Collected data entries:
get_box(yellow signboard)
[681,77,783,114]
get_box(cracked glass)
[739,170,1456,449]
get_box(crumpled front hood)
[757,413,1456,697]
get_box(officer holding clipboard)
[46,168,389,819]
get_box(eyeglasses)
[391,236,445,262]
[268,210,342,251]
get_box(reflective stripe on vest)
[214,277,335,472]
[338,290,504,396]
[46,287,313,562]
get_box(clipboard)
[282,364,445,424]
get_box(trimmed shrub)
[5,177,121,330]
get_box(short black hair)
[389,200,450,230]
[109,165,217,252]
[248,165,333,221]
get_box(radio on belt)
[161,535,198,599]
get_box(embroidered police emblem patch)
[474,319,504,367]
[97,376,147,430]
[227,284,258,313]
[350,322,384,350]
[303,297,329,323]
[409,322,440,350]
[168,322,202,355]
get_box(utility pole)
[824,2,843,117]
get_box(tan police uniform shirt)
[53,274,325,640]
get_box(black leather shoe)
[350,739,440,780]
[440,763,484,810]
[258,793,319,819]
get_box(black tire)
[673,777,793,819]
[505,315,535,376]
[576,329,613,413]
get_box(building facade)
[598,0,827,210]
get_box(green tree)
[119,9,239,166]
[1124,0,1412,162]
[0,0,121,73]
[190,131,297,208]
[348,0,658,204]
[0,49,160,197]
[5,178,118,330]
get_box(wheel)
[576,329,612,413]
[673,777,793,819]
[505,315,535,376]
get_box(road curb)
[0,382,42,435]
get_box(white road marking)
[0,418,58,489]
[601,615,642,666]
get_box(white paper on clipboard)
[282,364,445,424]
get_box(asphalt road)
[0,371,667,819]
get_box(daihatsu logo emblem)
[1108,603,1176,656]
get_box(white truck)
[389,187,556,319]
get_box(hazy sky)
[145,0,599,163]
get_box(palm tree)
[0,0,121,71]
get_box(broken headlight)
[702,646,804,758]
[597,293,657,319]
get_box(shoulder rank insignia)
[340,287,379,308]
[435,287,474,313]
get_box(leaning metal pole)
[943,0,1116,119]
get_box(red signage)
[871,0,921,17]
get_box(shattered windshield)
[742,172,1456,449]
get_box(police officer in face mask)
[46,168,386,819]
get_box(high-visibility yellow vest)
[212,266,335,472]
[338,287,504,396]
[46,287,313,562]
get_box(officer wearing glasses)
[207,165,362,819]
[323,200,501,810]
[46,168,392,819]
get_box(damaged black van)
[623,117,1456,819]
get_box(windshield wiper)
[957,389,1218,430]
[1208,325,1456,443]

TASK GOAL:
Please copy the listing from the line with "get_box(red signage)" through the end of the listing, substituting "windscreen" for "windshield" and changing nothing else.

RESPONSE TO THIS TASK:
get_box(red signage)
[871,0,921,17]
get_box(shattered windscreen)
[742,172,1456,449]
get_box(police officer in face mask)
[46,168,386,819]
get_box(high-visibility yellow vest)
[212,266,335,472]
[338,287,504,396]
[46,287,313,562]
get_box(officer wearing glasses)
[207,165,362,819]
[323,200,501,810]
[46,168,392,819]
get_box(damaged black van)
[623,117,1456,819]
get_box(windscreen wiper)
[957,389,1218,430]
[1208,325,1456,443]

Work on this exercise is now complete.